> _REQUIREMENT A_:
Reproduce word for word the part of the electricity markets passage starting at "I'm not sure what" and ending at "that in English?".
> _REQUIREMENT B_:
Render this sentence from the electricity markets passage in Spanish: "Another mechanism, which I think you're more alluding to, is what we call demand response."
> _REQUIREMENT C_:
In the electricity markets passage, what does the ISO basically set?
== TEXT BLOCK
There's some sort of capacitance in the network of supply.
And that's a dynamic that is sort of really important when we look at the electricity markets
and is one of the reasons that blockchain is particularly well suited to potentially acting as the financial settlement process in that system.
Would the ISO be responsible for, I'm not sure if I'm translating this right, but what we would call energy erasement?
I'm not sure what I'm.
So basically, in the, in high peak times, they would ask for large energy consumers, say,
instance, industry,
industrials, and even consumers, you know,
to reduce their energy consumption as part of their contract
and would offer retribution for that?
Yes, yes.
But what's the term for that in English?
So there's two different ways that they do that.
So one is just through this idea of the wholesale market.
So sort of the rate is determined by,
the ISO basically sets the amount of energy
that's needed to be produced at any given point in time.
And that essentially affects the clearing price in the wholesale market.
So that's one of these mechanisms that they use.
Another mechanism, which I think you're more alluding to, is what we call demand response.
And so in demand response, if I'm a commercial entity and I have some amount of ability to stop my consumption at a given point in time,
say I have a smelting furnace or I have a refrigerator and I can turn that off for 15 minutes or an hour.
====
== PROVIDED INFORMATION
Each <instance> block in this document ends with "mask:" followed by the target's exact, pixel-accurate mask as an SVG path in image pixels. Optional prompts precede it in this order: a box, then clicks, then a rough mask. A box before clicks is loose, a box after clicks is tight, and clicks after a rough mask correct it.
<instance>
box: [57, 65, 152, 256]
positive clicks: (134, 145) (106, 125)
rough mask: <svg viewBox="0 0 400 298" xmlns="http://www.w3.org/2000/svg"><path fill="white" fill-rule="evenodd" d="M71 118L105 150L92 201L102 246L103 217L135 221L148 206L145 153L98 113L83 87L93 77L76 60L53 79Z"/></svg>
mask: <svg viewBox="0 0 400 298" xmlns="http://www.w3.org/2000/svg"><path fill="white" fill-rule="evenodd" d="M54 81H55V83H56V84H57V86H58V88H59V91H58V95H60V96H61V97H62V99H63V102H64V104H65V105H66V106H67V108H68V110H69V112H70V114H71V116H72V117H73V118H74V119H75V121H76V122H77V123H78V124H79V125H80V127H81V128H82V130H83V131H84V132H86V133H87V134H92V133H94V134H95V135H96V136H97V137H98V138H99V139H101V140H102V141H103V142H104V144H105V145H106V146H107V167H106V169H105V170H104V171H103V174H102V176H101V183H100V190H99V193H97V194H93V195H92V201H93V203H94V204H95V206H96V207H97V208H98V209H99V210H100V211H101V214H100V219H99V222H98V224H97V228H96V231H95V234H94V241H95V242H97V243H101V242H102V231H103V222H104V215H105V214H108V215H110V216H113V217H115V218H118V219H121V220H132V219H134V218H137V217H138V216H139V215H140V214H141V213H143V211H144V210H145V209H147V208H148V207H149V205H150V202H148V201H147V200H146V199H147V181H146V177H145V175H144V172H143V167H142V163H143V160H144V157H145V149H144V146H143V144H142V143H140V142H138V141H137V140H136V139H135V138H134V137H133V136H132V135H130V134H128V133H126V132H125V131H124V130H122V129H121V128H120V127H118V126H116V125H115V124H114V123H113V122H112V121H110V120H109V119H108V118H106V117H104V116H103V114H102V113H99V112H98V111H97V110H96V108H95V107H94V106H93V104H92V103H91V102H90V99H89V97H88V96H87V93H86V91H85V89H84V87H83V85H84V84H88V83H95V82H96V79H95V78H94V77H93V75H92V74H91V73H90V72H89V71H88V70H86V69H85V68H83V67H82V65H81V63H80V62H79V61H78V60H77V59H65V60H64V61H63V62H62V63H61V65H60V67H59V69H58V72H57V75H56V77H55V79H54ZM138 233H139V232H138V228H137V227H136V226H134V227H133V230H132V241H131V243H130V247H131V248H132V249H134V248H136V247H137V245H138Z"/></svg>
====
> _TASK SOLUTION A_:
I'm not sure what I'm.
So basically, in the, in high peak times, they would ask for large energy consumers, say,
instance, industry,
industrials, and even consumers, you know,
to reduce their energy consumption as part of their contract
and would offer retribution for that?
Yes, yes.
But what's the term for that in English?

> _TASK SOLUTION B_:
Otro mecanismo, al que creo que usted se refiere más, es lo que llamamos respuesta a la demanda.

> _TASK SOLUTION C_:
The amount of energy that's needed to be produced at any given point in time.